▶
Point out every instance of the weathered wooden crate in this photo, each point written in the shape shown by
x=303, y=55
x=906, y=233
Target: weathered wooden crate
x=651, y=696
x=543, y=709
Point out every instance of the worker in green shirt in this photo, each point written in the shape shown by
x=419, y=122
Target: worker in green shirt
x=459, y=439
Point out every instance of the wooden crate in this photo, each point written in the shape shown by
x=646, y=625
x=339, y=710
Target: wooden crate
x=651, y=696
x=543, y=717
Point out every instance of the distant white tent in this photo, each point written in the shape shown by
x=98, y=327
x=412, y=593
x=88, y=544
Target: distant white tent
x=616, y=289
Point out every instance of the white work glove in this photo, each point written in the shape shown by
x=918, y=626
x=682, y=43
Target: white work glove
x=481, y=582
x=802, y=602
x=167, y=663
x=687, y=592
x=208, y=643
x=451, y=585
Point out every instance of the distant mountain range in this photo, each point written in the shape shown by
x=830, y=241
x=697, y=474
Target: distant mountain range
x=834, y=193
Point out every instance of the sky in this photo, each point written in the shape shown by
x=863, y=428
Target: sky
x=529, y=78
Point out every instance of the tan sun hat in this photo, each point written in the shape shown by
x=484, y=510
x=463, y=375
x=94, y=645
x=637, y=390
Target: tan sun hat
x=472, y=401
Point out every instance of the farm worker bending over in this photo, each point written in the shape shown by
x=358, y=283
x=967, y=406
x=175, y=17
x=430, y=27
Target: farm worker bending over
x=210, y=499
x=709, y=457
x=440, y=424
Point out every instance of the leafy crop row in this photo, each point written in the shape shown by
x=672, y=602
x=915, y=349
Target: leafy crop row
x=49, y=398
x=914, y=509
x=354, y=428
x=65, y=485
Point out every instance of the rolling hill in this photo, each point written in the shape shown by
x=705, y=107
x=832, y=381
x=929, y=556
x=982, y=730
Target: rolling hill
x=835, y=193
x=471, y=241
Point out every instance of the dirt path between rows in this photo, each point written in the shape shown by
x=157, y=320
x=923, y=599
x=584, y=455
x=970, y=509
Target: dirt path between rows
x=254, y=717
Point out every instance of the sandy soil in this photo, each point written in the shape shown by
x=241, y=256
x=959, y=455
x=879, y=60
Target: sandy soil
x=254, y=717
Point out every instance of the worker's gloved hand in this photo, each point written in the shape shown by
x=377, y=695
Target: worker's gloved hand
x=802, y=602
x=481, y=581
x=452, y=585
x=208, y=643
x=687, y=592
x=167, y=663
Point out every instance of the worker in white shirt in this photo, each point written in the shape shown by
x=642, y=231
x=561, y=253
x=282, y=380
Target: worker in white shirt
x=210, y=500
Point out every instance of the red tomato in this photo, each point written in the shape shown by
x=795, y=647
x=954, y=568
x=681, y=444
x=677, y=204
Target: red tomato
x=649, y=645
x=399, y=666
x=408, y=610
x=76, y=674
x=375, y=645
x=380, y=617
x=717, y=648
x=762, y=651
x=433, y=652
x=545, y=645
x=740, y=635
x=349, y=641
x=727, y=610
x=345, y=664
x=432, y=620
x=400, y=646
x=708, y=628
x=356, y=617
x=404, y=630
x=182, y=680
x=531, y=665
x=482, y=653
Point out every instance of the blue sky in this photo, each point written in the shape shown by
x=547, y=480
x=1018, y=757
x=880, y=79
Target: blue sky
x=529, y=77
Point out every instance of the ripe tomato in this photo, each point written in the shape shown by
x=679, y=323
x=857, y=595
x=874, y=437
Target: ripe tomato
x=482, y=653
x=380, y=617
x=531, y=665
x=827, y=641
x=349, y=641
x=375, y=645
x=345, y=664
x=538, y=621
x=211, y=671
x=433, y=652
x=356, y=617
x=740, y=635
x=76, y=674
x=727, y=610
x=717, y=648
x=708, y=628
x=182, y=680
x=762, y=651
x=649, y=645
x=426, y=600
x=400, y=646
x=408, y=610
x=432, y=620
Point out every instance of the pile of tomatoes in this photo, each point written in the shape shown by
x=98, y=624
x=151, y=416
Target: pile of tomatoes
◀
▶ Set problem: Convert everything in the data from the line containing "Point out every instance of the worker in white" down to the line containing "x=210, y=500", both lines included, into a JSON list of strings with one string per line and any blank lines omitted.

▶ Solution:
[
  "Point out every instance of the worker in white shirt in this photo, each point written in the shape shown by",
  "x=642, y=231",
  "x=561, y=253",
  "x=282, y=380",
  "Target: worker in white shirt",
  "x=210, y=500"
]